# TEXTO FUENTE
====================

El espejismo según Pedro Paulo

 

Por: Ronald Carvajal

 

Ardiente y ensimismada en el olvido, donde asciende el murmullo de su poblada ausencia, la villa de San Juan de Neiva, una de las plazas hispánicas de la trilogía fundacional de la ciudad capital, renace hoy, bajo la optimista perspectiva de uno de sus hijos, que ya no lucha por destruir el poder de la cruz y de la espada, como los fieros Doches, Totoyoes y Pijaos; sólo desea construir una utopía mística y terrenal, más allá de los estantillos, los ranchos bucólicos de adobe, las casas tristes de cemento y la yerma estación del ferrocarril.

 

Un pálido gesto de orfandad se desliza en el amanecer, piel cobriza que renace  en su adusta mirada. Emprendemos el sendero de Pedro Paulo, apóstol beduino que nos ayuda a transitar por los dominios del sol. Jornalero sirviente de los surcos de algodón y del arroz, conoció el Desierto por casualidad, porque para él hasta los veinte años de edad, la región era un “baldío sin vida ni atractivo”.

 

Así como Jesucristo y otros profetas empezaron su ministerio en la treintañez, nuestro baquiano inició el camino del conocimiento acompañado por su amigo Leví Hernández, en bicicleta panaderas con las que anduvieron por la trocha principal, conquistada hoy por la carretera, donde imperan las camionetas de lujo, las caravanas de colegiales y los mototaxis “Made in China” de Juan Tatacoa y Chopo Taxi.

====================

[Datos]
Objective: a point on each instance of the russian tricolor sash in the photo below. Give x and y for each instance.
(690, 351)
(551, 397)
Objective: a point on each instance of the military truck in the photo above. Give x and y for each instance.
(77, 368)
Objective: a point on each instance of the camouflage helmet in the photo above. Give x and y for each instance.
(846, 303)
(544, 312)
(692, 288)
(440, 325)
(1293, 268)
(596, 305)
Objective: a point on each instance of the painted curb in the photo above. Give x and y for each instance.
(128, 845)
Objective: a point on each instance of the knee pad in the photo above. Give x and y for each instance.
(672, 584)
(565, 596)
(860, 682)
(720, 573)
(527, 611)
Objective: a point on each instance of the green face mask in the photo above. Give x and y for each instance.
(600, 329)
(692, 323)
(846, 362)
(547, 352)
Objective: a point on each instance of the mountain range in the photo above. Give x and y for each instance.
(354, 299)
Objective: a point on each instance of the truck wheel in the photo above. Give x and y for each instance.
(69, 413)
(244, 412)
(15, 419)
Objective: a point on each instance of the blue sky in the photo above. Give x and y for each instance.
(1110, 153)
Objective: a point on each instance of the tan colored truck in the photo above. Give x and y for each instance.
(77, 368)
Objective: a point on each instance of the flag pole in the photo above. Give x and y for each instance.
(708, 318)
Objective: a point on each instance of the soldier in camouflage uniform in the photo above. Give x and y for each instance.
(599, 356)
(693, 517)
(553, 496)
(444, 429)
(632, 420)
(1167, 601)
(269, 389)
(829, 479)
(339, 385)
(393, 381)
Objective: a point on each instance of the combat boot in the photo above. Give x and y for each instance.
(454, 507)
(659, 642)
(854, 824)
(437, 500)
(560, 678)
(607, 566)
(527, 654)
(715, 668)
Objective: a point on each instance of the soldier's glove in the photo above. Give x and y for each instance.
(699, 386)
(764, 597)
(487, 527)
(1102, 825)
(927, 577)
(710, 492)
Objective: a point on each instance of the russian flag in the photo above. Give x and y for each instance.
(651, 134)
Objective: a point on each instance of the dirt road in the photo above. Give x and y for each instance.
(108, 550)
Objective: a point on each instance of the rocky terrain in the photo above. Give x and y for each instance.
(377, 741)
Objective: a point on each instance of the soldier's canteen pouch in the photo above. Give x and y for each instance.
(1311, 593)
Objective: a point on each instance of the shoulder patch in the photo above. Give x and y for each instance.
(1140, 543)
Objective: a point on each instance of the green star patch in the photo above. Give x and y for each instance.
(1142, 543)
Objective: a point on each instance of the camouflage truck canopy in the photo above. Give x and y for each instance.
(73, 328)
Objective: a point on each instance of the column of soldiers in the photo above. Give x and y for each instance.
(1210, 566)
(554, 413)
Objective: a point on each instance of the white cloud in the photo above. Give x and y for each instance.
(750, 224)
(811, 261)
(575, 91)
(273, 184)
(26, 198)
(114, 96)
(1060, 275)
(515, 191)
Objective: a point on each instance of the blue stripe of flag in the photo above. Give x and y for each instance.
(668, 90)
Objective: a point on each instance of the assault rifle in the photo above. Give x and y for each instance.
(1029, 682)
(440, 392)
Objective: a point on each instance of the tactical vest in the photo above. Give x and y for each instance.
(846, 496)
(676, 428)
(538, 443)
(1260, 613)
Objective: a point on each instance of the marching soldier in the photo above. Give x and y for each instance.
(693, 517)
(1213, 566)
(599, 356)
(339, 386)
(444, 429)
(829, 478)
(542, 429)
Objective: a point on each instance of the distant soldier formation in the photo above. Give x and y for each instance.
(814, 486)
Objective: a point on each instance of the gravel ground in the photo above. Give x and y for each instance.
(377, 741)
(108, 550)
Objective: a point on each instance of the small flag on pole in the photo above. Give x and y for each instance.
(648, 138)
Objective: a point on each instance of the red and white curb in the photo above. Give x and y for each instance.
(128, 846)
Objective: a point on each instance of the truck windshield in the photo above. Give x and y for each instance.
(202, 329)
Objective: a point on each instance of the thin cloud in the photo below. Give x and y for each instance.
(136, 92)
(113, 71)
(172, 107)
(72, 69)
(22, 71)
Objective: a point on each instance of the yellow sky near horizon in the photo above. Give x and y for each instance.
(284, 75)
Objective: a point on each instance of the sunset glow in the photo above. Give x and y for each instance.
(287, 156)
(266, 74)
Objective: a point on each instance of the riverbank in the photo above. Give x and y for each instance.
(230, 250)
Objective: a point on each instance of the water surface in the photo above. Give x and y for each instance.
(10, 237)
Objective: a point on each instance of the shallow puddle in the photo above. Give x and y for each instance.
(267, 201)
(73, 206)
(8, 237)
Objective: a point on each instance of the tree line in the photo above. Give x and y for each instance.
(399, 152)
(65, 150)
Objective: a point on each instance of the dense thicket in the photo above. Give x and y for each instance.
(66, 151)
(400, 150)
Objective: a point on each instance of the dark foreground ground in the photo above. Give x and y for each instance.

====================

# PROBLEMAS POR RESOLVER
(a) Transcriba de la crónica sobre San Juan de Neiva el fragmento que comienza con las palabras que contienen "Ardiente y ensimismada" y termina con "estación del ferrocarril.".
(b) Según la crónica sobre San Juan de Neiva, ¿son correctas estas afirmaciones? (i) Pedro Paulo conoció el Desierto por casualidad. (ii) Pedro Paulo inició el camino del conocimiento sin compañía. (iii) La villa de San Juan de Neiva es una de las plazas de la trilogía fundacional de la ciudad capital. Responda sí o no a cada una y cite literalmente las palabras de la crónica que lo deciden.
(c) Enumere todo lo que la crónica sobre San Juan de Neiva menciona inmediatamente después de las palabras "más allá de".

# LAS RESPUESTAS
(a)
Ardiente y ensimismada en el olvido, donde asciende el murmullo de su poblada ausencia, la villa de San Juan de Neiva, una de las plazas hispánicas de la trilogía fundacional de la ciudad capital, renace hoy, bajo la optimista perspectiva de uno de sus hijos, que ya no lucha por destruir el poder de la cruz y de la espada, como los fieros Doches, Totoyoes y Pijaos; sólo desea construir una utopía mística y terrenal, más allá de los estantillos, los ranchos bucólicos de adobe, las casas tristes de cemento y la yerma estación del ferrocarril.

(b)
(i) Sí: "conoció el Desierto por casualidad".
(ii) No: "acompañado por su amigo Leví Hernández".
(iii) Sí: "una de las plazas hispánicas de la trilogía fundacional de la ciudad capital".

(c)
- los estantillos
- los ranchos bucólicos de adobe
- las casas tristes de cemento
- la yerma estación del ferrocarril